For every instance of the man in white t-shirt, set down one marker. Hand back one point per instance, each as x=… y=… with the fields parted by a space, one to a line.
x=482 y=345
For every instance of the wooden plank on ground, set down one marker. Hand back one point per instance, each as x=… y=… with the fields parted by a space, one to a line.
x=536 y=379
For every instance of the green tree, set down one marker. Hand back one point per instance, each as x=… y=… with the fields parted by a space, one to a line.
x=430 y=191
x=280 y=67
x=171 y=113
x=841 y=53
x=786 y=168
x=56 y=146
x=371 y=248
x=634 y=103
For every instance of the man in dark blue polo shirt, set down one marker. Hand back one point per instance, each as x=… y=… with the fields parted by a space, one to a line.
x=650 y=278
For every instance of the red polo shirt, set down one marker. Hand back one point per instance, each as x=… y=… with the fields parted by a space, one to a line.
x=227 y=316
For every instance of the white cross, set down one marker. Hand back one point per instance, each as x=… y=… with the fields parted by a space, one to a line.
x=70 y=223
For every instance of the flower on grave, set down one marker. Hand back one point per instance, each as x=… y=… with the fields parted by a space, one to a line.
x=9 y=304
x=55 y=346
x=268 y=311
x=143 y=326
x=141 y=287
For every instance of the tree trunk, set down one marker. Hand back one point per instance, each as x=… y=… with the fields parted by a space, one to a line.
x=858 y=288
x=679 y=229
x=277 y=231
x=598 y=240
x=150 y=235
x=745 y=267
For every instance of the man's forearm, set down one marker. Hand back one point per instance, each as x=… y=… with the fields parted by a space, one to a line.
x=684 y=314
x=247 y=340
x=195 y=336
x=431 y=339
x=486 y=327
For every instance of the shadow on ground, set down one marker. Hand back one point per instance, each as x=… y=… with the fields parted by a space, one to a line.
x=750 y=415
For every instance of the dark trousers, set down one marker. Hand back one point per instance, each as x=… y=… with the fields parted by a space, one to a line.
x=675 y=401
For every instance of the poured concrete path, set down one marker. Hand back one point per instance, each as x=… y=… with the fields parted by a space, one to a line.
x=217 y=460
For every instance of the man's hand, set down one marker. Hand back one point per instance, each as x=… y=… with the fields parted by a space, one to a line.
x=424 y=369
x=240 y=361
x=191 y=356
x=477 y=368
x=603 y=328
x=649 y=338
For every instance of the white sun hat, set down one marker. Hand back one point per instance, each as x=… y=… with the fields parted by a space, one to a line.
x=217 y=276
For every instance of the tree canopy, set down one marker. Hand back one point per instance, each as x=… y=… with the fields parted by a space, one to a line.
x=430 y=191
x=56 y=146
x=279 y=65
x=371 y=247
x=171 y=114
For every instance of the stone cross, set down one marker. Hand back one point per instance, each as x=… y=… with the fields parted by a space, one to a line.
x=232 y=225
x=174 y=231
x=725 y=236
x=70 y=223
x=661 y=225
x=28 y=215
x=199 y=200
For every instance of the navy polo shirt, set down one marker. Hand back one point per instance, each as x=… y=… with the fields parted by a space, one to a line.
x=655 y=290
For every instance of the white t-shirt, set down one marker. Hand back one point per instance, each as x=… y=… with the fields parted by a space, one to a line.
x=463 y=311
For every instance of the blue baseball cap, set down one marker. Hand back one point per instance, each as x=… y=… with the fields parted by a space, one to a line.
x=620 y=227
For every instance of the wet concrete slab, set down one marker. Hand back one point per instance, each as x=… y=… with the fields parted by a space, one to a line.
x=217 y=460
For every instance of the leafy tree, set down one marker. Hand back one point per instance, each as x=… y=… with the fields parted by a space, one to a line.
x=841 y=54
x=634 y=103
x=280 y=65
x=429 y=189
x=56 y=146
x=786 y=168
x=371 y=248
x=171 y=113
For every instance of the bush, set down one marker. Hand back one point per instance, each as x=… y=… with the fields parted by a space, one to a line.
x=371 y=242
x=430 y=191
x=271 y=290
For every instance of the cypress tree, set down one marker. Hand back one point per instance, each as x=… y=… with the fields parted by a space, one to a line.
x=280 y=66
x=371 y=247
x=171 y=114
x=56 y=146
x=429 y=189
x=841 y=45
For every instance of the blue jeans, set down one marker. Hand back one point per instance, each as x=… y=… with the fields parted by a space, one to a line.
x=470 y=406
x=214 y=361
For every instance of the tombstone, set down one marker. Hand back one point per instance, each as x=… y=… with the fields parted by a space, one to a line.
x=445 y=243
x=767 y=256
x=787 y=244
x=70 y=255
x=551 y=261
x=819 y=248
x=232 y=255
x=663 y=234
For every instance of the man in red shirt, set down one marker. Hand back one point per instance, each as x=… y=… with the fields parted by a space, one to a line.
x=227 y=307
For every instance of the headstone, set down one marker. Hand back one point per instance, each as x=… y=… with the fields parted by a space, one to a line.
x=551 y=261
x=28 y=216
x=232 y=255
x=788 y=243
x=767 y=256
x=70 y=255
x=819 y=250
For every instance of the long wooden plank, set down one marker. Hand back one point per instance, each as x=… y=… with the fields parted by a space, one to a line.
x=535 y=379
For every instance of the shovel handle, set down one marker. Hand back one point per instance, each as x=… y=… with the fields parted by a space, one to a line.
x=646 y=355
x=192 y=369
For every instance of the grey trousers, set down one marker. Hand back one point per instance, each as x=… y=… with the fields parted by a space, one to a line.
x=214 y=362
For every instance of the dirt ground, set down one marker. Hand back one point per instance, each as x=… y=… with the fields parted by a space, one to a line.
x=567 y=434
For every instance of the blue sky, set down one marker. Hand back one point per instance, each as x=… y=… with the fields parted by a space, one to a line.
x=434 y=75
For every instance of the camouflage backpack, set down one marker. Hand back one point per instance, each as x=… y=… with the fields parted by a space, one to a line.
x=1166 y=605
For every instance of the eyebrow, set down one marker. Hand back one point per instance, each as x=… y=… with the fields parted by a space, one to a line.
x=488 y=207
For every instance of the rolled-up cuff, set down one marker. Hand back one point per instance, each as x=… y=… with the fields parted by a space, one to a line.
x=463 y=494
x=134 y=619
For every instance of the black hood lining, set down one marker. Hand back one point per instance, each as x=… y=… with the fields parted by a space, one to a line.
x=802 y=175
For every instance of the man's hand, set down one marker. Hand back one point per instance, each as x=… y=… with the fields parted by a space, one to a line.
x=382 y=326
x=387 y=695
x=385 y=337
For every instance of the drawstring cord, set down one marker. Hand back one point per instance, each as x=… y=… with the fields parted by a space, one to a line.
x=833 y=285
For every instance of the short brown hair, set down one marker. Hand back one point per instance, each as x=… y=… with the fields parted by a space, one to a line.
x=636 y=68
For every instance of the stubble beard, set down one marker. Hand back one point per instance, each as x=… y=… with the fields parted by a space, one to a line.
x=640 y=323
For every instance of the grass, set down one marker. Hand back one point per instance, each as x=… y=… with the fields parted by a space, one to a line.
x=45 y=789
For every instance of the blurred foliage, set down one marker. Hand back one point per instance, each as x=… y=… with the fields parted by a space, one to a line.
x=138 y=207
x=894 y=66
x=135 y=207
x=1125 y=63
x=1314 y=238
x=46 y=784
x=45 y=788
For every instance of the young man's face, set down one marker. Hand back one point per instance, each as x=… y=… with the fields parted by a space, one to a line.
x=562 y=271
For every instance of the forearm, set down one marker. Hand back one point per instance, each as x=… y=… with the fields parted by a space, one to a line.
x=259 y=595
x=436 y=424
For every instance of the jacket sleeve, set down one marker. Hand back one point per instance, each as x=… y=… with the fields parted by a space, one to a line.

════

:: Brief ::
All of the entries above, written out exactly, make up the reply.

:: Answer for the task ::
For every instance of the man in white t-shirt, set down one marker. Hand back one point per instance, each as x=… y=… with the fields parted by a space, one to a line.
x=482 y=345
For every instance of the wooden plank on ground, set down one marker. Hand back one point per instance, each as x=… y=… with the fields parted by a space, one to a line.
x=536 y=379
For every instance of the green tree, set down one marker. Hand back one point per instance, each as x=… y=… with the fields parted by a space, one to a line.
x=430 y=191
x=280 y=67
x=171 y=113
x=841 y=53
x=786 y=168
x=56 y=146
x=371 y=248
x=634 y=103
For every instance of the man in dark blue polo shirt, set down one marker. Hand back one point per instance, each as x=… y=… with the fields parted by a space, one to a line.
x=650 y=278
For every instance of the red polo shirt, set down one marker. Hand back one point per instance, each as x=… y=… with the fields parted by a space, one to a line.
x=227 y=316
For every instance of the white cross, set down one marker. Hand back one point per instance, each as x=… y=… with the fields parted by a space, one to a line.
x=70 y=223
For every instance of the flower on grave, set down one marker. Hand back one point per instance, each as x=… y=… with the fields parted by a space, one to a line.
x=9 y=304
x=55 y=346
x=268 y=311
x=143 y=326
x=141 y=287
For every instance of the tree trunk, set down one marker. Hand back one point per instance, each as x=… y=… with the fields parted by a space, one to a line.
x=858 y=288
x=679 y=229
x=277 y=231
x=598 y=240
x=150 y=235
x=745 y=267
For every instance of the man's forearm, set down one marker. Hand back one point per instance, each as x=… y=… with the fields parted by a space, one to a line.
x=684 y=314
x=247 y=340
x=195 y=336
x=431 y=339
x=486 y=327
For every instance of the shadow on ground, set down one marker. Hand back one point per instance, each as x=… y=… with the fields parted by a space, one to a line.
x=750 y=415
For every instance of the dark trousers, set down one marker. Hand back one point per instance, each as x=… y=… with the fields parted by a space, one to a line.
x=675 y=401
For every instance of the poured concrete path, set down one marker. Hand back one point per instance, each as x=… y=… with the fields parted by a space, one to a line.
x=217 y=460
For every instance of the man's hand, set down one marker. Hand back one point per instance, each as x=… y=… with the fields parted by a space, one to a line.
x=424 y=369
x=240 y=361
x=191 y=356
x=477 y=368
x=603 y=328
x=649 y=338
For every instance of the white sun hat, set down one marker. Hand back one point per instance, each as x=… y=… with the fields parted by a space, one to a line.
x=217 y=276
For every instance of the tree canopy, set down one marker. Hand back one point per instance, each as x=… y=… with the fields parted by a space, one to a line.
x=430 y=191
x=56 y=146
x=279 y=65
x=371 y=247
x=171 y=114
For every instance of the stone cross, set down one marker. Hand back one point per instance, each as x=… y=… with the fields parted by a space, one to a line.
x=232 y=225
x=174 y=231
x=725 y=236
x=70 y=223
x=661 y=225
x=28 y=215
x=199 y=200
For every instance of the navy polo shirt, set down one marker. Hand back one point per instance, each as x=… y=… with the fields parted by a space, one to a line.
x=655 y=290
For every instance of the white t-shirt, set down one marker. Hand back one point per instance, each as x=… y=… with the fields parted by a space, one to a line.
x=463 y=311
For every instance of the blue baseball cap, set down one marker. Hand back one point per instance, each as x=… y=… with the fields parted by a space, one to a line.
x=620 y=227
For every instance of the wet concrete slab, set down one marker. Hand back one point per instance, each as x=… y=… with the fields parted by a space, one to a line.
x=217 y=460
For every instance of the leafy tree, set down one marker. Hand back one point per instance, each as x=… y=… with the fields parted by a space, one to a line.
x=841 y=54
x=634 y=103
x=280 y=65
x=429 y=189
x=56 y=146
x=786 y=168
x=371 y=248
x=171 y=113
For every instance of the bush, set down one marker. Hand back one point per instance, each as x=… y=… with the fields parted by a space, one to a line.
x=371 y=242
x=430 y=191
x=271 y=290
For every instance of the cypress tree, set down one marker. Hand back one point per instance, each as x=… y=… with the fields parted by a space, one to a line.
x=280 y=66
x=371 y=247
x=171 y=114
x=56 y=146
x=429 y=189
x=841 y=45
For every instance of the blue jeans, set down one marker. Hand back one point per instance, each as x=… y=… with the fields parted by a space, one to a line.
x=470 y=406
x=214 y=361
For every instance of the tombstone, set down one marker. Hand back one point per instance, each as x=… y=… with the fields parted by a space, one to a line.
x=445 y=243
x=767 y=256
x=787 y=244
x=70 y=255
x=551 y=261
x=819 y=248
x=232 y=255
x=663 y=234
For every instance of the man in red shirt, set down one marker. Hand back one point per instance, each as x=… y=… with the fields parted by a space, one to a line.
x=227 y=307
For every instance of the headstone, set down one marker. Hand back one point per instance, each as x=… y=… with the fields parted by a space, one to a line.
x=551 y=261
x=28 y=216
x=232 y=255
x=788 y=243
x=767 y=256
x=70 y=255
x=819 y=250
For every instance of the long wooden plank, set down one marker. Hand back one point per instance, each as x=… y=… with the fields parted by a space, one to a line.
x=535 y=379
For every instance of the shovel handle, set down one marker. Hand back one point per instance, each as x=… y=… with the fields parted by a space, one to a line.
x=646 y=355
x=192 y=369
For every instance of the grey trousers, set down one marker. Hand back one point per instance, each as x=… y=… with the fields parted by a space, one to a line.
x=214 y=362
For every instance of the dirt ground, set down one marker. Hand back one point per instance, each as x=… y=… with the fields parted by a space, one to a line.
x=567 y=434
For every instance of the blue sky, set down one marker. Hand back one point per instance, each as x=… y=… with the fields parted by a space, one to a line.
x=434 y=75
For every instance of the camouflage backpack, set down one marker. Hand back one point per instance, each as x=… y=… with the fields parted by a space, one to a line.
x=1166 y=605
For every instance of the eyebrow, set down one marker. Hand back one point per instance, each as x=… y=… with the fields parted by a space, one to a line.
x=488 y=207
For every instance of the rolled-up cuff, set down one marker. Hand back one point per instance, each as x=… y=… with the fields parted by a space, one to a line.
x=463 y=494
x=134 y=619
For every instance of the black hood lining, set down one marker. Hand back one point per instance, each as x=… y=… with the fields parted by a space, one to a line.
x=802 y=175
For every instance of the man's hand, set down one marker. Hand back one point per instance, each as x=… y=… with the fields parted by a space, one to a line.
x=382 y=326
x=387 y=695
x=385 y=337
For every instance of the drawstring cord, set down one marker. Hand back one point per instance, each as x=… y=… with the fields parted by a space, one to a line.
x=833 y=285
For every instance of the short brown hair, set down one marker. Hand back one point per instance, each as x=… y=… with the fields parted by a space, one to a line.
x=636 y=68
For every instance of the stubble beard, set down one marker. Hand back one point per instance, each as x=… y=… with the fields parted by a space, one to a line.
x=640 y=323
For every instance of the grass, set down one marker. Hand back one point per instance, each as x=… y=… with the fields parted by a space, one to a line.
x=45 y=789
For every instance of the blurred foliage, set down one marker. Hand back one point per instance, each as x=… y=… with the fields parted by a space, one to a line.
x=138 y=207
x=894 y=66
x=135 y=207
x=1125 y=63
x=1314 y=238
x=46 y=784
x=45 y=788
For every instance of the young man's face, set down one marker. Hand back one point per instance, each as x=… y=… with the fields parted by a space, one to a line.
x=562 y=271
For every instance of the forearm, set down one marker. Hand back one point per instance, each as x=… y=… with the fields parted by a space, one to a line.
x=259 y=595
x=436 y=424
For every instance of the jacket sleeve, set down one marker. Hand back one point per instance, each as x=… y=… with the fields parted by a space, one to a line.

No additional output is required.